**WHAT TO WORK ON:** Print each line exactly as it is given.

**THE RECORDS:**
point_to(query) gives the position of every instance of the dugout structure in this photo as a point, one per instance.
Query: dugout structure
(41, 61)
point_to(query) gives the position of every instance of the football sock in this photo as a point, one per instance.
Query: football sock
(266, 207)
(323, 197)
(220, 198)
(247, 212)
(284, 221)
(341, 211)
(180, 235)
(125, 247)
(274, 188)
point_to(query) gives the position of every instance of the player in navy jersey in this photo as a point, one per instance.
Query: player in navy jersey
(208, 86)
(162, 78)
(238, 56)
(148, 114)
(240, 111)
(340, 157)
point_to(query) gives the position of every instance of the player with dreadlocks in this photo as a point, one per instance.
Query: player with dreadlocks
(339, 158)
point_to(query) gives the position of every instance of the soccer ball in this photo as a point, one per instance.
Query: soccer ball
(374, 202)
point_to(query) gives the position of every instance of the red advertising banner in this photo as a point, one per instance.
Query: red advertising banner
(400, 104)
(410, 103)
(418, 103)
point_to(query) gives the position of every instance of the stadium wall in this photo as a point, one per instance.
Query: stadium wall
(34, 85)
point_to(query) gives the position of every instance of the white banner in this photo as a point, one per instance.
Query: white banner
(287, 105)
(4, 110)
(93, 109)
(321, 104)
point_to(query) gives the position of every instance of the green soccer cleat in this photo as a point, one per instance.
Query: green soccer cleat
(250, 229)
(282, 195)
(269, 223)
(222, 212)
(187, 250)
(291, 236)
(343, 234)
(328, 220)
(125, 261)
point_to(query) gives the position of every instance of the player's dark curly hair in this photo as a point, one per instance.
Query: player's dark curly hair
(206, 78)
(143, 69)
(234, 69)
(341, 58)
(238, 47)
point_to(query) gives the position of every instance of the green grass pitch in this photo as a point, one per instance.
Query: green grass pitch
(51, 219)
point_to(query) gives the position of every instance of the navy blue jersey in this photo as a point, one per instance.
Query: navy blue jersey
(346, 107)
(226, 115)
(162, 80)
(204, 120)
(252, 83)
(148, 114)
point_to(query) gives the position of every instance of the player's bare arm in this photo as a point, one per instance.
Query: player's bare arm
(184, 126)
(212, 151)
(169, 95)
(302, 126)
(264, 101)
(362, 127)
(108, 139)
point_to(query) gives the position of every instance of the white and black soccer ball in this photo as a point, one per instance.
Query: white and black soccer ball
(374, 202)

**RESPONSE TO THE EXERCISE:**
point_to(query) gives the position of every instance of the dugout structure in this photo as a point, one per instance.
Query: dugout structure
(41, 61)
point_to(query) gives the position of every instance of the football sock in this photo as a point, one per instance.
Query: football sock
(266, 207)
(323, 197)
(220, 198)
(247, 212)
(284, 221)
(341, 211)
(180, 235)
(125, 247)
(274, 188)
point_to(query) gives the position of every instance of the player in navy jersey in this photo as a point, one per instance.
Query: player in navy jersey
(208, 86)
(162, 78)
(238, 56)
(148, 114)
(240, 111)
(340, 157)
point_to(query) gives the position of every instance of the player with dreadlocks in this photo as a point, one per instance.
Query: player with dreadlocks
(339, 158)
point_to(query) gives the position of every instance of the soccer ball in this photo as a point, one per instance.
Query: soccer ball
(374, 202)
point_to(query) gives the position of every instance of the red advertising banner in this photo as a point, one per instance.
Query: red advertising banner
(400, 104)
(410, 103)
(418, 103)
point_to(query) gives the position of every instance of the stadium wall in this photo as a point, one per instance.
Query: stadium wall
(34, 85)
point_to(query) gives the position of every instance of the white banner in this photo as a point, one per instance.
Query: white banner
(287, 105)
(4, 110)
(93, 109)
(321, 104)
point_to(query) gives the position of every instance of the green soccer cleat in this photo as a point, one per instance.
Query: green soccer cleat
(250, 229)
(282, 195)
(269, 223)
(222, 212)
(187, 250)
(291, 236)
(343, 234)
(328, 220)
(125, 261)
point_to(query) gives the position of every instance of the player's dark curly hair in this photo as a point, one per instance.
Query: player's dark curly hair
(206, 78)
(143, 69)
(234, 69)
(341, 58)
(238, 47)
point_to(query) gives the position of every instance of the green grass pitch in this photo as a point, one per instance.
Query: green grass pitch
(51, 219)
point_to(query) gives the position of every instance of the navy blue jersey in this photo as a point, one per instance.
Query: navy blue jersey
(346, 107)
(226, 115)
(162, 80)
(204, 120)
(252, 83)
(148, 114)
point_to(query) gives the position of every instance of the player's bare arm in this photo as a point, one per instance.
Query: player's bare arm
(184, 126)
(212, 151)
(169, 95)
(302, 126)
(264, 101)
(362, 127)
(108, 139)
point_to(query) gives the position of every instance of the white and black soccer ball in this photo as a point, one per instance.
Query: white and black soccer ball
(374, 202)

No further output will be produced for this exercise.